[Excerpts from a dataset]
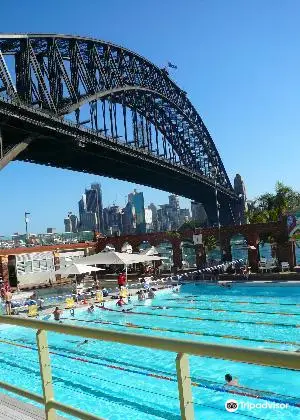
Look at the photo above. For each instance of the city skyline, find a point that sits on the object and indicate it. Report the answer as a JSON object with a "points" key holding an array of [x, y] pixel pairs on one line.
{"points": [[73, 206], [254, 126]]}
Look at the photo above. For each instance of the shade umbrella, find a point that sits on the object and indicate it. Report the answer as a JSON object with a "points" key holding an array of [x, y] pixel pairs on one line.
{"points": [[76, 269], [149, 251], [117, 258]]}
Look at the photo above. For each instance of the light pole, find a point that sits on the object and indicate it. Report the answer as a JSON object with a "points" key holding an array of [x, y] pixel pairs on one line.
{"points": [[26, 223], [215, 172]]}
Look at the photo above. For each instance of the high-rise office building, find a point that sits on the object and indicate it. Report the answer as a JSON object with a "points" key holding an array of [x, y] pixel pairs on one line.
{"points": [[153, 208], [67, 223], [129, 219], [74, 223], [89, 221], [198, 213], [137, 200], [184, 216], [51, 230], [112, 220], [174, 201], [71, 223], [94, 204], [148, 220]]}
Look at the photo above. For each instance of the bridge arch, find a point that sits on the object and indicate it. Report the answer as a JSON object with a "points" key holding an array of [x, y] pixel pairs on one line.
{"points": [[62, 74]]}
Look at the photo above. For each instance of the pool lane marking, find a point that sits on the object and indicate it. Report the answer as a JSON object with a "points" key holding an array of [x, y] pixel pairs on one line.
{"points": [[222, 310], [238, 302], [207, 319], [199, 333], [248, 393]]}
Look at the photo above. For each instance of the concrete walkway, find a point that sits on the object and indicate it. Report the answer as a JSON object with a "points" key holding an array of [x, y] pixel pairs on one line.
{"points": [[13, 409]]}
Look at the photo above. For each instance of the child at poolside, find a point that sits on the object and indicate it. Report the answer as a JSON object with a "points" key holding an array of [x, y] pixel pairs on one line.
{"points": [[120, 302], [230, 381]]}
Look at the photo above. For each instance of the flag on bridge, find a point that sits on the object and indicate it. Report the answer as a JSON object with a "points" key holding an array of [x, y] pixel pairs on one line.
{"points": [[172, 65]]}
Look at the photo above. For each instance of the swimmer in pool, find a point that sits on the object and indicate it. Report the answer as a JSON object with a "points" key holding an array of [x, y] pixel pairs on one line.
{"points": [[230, 381], [84, 342]]}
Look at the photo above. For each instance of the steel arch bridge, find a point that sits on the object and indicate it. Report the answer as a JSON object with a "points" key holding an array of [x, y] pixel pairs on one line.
{"points": [[95, 107]]}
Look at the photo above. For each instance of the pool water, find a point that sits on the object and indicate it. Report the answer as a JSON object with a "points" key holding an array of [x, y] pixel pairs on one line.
{"points": [[118, 381]]}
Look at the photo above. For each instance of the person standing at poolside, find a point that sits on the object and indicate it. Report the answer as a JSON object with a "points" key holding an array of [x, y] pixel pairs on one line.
{"points": [[57, 313], [230, 381], [8, 298], [122, 280], [120, 302]]}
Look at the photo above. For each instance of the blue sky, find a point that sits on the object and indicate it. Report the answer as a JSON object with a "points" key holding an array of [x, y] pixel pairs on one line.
{"points": [[238, 60]]}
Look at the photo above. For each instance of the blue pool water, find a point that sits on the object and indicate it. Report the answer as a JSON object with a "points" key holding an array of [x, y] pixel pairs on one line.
{"points": [[118, 382]]}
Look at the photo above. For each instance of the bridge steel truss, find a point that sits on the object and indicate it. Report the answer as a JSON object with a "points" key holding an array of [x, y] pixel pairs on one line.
{"points": [[114, 113]]}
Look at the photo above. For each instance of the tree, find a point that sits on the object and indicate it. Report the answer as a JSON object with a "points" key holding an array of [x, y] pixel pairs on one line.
{"points": [[272, 207]]}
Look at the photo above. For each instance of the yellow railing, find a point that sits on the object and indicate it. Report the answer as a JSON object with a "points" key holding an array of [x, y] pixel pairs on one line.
{"points": [[181, 347]]}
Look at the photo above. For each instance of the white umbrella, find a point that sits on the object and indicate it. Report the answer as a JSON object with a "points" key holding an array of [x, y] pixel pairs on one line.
{"points": [[149, 251], [116, 258], [77, 269]]}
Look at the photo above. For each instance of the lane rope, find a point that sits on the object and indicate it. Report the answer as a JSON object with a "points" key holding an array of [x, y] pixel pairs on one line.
{"points": [[242, 302], [221, 310], [246, 392], [207, 319], [198, 333]]}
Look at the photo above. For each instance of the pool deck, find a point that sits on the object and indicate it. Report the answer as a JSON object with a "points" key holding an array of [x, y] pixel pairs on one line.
{"points": [[13, 409]]}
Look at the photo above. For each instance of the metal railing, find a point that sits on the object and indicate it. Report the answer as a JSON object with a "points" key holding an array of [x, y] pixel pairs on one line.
{"points": [[183, 348]]}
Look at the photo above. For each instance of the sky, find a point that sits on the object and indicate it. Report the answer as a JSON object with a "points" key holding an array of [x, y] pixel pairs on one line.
{"points": [[238, 61]]}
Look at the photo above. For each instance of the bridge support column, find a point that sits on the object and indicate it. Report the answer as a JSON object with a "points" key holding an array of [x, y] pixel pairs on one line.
{"points": [[253, 254], [177, 255], [4, 275], [285, 252], [5, 158], [200, 256]]}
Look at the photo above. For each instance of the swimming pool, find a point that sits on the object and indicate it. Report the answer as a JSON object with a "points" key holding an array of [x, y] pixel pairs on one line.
{"points": [[117, 381]]}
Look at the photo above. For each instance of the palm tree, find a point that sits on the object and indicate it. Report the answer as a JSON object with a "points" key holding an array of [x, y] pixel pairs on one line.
{"points": [[272, 207]]}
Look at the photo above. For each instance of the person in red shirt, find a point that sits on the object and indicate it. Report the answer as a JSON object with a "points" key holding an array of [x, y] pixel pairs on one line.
{"points": [[120, 302], [121, 280]]}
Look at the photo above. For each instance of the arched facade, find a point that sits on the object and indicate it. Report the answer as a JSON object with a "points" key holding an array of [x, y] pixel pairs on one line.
{"points": [[251, 233]]}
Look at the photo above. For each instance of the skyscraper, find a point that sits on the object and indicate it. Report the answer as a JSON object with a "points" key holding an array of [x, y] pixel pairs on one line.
{"points": [[71, 223], [94, 204], [153, 208], [129, 219], [67, 223], [112, 218], [89, 221], [198, 213], [137, 200]]}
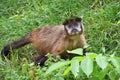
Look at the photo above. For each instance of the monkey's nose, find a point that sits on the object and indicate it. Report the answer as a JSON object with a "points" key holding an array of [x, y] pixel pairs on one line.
{"points": [[74, 30]]}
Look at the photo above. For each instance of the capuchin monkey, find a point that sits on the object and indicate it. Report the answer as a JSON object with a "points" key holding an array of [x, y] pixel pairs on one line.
{"points": [[52, 39]]}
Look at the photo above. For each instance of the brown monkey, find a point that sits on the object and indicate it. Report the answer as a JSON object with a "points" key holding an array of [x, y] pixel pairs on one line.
{"points": [[52, 39]]}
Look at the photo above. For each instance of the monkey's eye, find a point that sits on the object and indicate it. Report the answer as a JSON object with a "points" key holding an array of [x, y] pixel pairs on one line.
{"points": [[76, 25]]}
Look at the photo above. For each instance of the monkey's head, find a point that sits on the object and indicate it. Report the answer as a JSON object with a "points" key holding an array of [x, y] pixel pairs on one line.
{"points": [[73, 26]]}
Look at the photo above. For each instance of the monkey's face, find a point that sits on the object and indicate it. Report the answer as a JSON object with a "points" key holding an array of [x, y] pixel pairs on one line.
{"points": [[73, 26]]}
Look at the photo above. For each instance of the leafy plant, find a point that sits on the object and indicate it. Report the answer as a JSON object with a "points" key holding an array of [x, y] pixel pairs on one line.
{"points": [[104, 66]]}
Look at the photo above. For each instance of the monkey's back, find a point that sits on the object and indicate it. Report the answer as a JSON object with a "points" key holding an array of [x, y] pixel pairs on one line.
{"points": [[48, 39]]}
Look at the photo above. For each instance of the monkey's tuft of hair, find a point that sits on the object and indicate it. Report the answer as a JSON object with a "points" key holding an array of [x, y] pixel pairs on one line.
{"points": [[67, 21]]}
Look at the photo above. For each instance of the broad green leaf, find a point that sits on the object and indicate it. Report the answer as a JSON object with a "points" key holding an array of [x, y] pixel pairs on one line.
{"points": [[118, 22], [115, 62], [56, 66], [75, 67], [101, 61], [103, 73], [78, 51], [80, 58], [112, 75], [66, 71], [87, 65], [91, 55]]}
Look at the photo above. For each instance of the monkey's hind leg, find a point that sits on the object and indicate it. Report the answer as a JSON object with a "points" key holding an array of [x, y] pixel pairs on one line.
{"points": [[41, 60]]}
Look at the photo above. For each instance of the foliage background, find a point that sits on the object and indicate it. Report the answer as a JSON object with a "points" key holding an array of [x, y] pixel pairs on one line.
{"points": [[101, 19]]}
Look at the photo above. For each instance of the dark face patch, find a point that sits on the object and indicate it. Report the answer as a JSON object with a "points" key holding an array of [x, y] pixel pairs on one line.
{"points": [[73, 26]]}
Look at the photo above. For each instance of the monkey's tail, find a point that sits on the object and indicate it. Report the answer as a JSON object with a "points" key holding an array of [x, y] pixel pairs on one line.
{"points": [[16, 44]]}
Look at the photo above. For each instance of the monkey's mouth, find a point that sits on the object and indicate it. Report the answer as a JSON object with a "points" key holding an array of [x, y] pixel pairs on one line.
{"points": [[75, 32]]}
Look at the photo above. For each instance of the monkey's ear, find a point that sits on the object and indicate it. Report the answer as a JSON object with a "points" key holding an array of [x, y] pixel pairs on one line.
{"points": [[78, 19], [65, 22]]}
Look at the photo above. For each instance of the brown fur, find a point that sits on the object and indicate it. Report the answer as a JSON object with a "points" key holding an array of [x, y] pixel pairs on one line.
{"points": [[50, 39]]}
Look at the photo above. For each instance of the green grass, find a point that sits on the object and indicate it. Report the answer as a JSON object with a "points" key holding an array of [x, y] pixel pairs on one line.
{"points": [[19, 17]]}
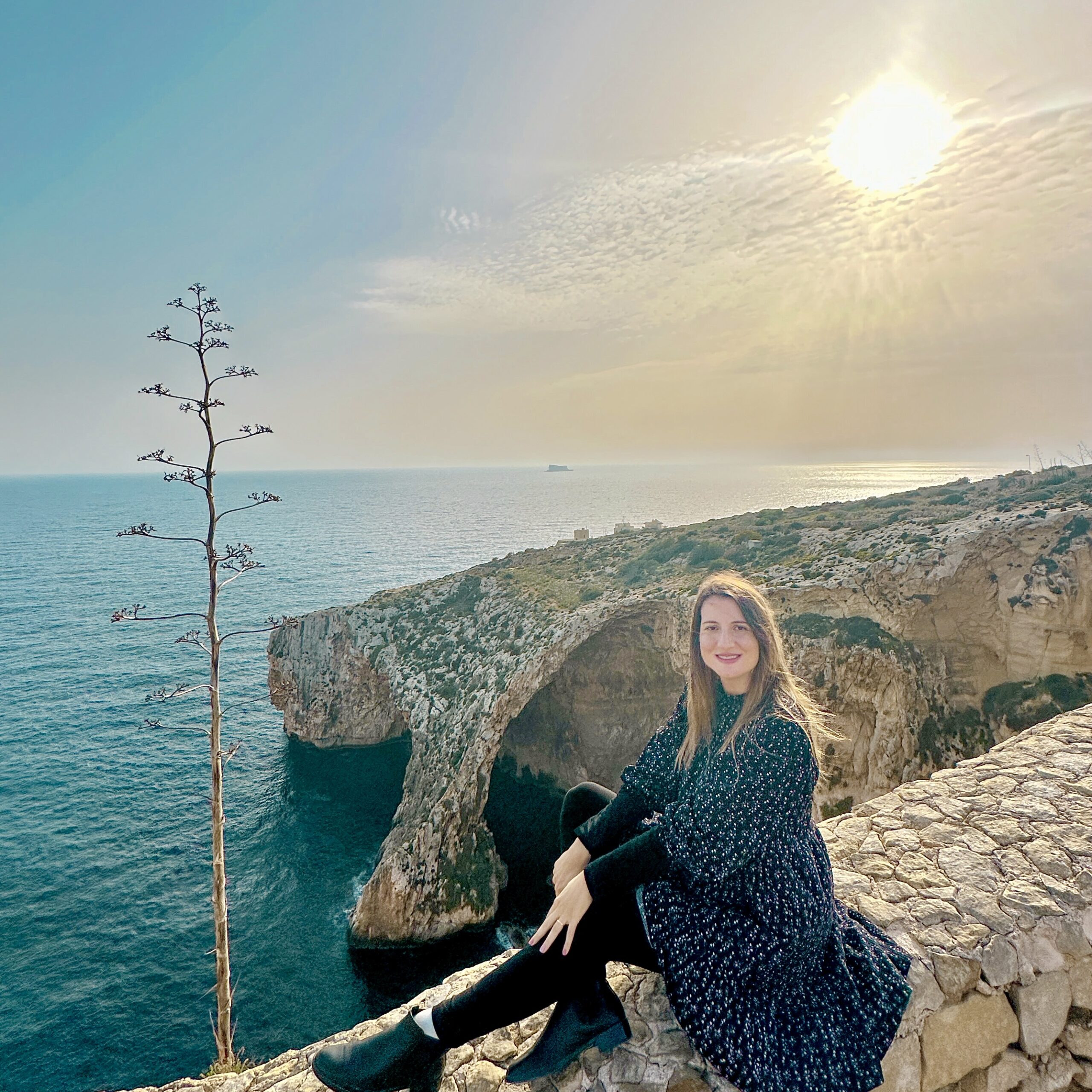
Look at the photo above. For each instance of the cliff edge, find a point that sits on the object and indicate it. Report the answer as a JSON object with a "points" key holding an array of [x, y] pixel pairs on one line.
{"points": [[933, 623], [982, 872]]}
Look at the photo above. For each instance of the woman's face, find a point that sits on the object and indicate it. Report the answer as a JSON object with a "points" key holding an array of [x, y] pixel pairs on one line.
{"points": [[729, 645]]}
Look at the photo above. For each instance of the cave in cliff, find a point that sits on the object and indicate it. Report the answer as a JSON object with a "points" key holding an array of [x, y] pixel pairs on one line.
{"points": [[591, 720]]}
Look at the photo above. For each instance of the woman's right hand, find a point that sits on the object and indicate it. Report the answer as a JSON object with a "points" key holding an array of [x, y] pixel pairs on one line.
{"points": [[572, 863]]}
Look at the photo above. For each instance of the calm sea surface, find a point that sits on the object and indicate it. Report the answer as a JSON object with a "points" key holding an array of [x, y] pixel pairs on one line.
{"points": [[105, 921]]}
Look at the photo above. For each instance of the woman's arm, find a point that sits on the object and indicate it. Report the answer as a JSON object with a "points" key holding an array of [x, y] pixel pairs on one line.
{"points": [[639, 861], [741, 808], [609, 828], [654, 775]]}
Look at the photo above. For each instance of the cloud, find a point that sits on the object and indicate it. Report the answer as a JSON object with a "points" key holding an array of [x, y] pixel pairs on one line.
{"points": [[767, 253]]}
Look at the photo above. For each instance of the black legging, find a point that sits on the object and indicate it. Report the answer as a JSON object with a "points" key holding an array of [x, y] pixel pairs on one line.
{"points": [[530, 980]]}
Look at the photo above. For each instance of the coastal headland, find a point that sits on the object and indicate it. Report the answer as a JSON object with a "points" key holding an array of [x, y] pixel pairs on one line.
{"points": [[934, 623], [982, 872]]}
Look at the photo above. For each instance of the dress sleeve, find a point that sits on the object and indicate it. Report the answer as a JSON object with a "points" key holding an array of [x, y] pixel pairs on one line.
{"points": [[654, 775], [636, 862], [611, 827], [738, 808]]}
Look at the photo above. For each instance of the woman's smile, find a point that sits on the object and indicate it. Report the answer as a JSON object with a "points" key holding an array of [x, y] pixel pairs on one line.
{"points": [[729, 645]]}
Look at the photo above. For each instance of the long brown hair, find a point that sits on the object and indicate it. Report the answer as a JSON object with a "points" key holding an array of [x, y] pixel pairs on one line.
{"points": [[775, 689]]}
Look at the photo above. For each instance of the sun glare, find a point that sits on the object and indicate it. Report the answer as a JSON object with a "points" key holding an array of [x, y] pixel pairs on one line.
{"points": [[892, 137]]}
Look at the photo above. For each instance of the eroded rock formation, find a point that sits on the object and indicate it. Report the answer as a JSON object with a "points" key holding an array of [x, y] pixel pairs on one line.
{"points": [[982, 872], [909, 614]]}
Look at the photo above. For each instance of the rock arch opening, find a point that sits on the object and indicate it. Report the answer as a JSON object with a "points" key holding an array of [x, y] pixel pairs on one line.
{"points": [[591, 720]]}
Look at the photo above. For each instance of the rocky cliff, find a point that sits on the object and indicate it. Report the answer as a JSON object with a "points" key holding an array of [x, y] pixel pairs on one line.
{"points": [[983, 873], [933, 623]]}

[TO DO] The expected output is the lines from the one holding "the rock arch" through the last line of the data, exactly as they appear, with nothing before or after.

[ANSWER FOR THIS EXERCISE]
Look at the photo above. For each instance of the rock arch opening, find a point that sits on the object and indicate it. Report the answer as a JSON object with a "points" key holding an array of [x, y] pixel pairs on one line.
{"points": [[591, 720]]}
Look at the photo above. For each instance of the rocky cliff, find a point that sits on the object and indicate it. Report the answer as a JSON object with a "points" key holding an array of [x, y] pixel pairs on one line.
{"points": [[983, 873], [933, 623]]}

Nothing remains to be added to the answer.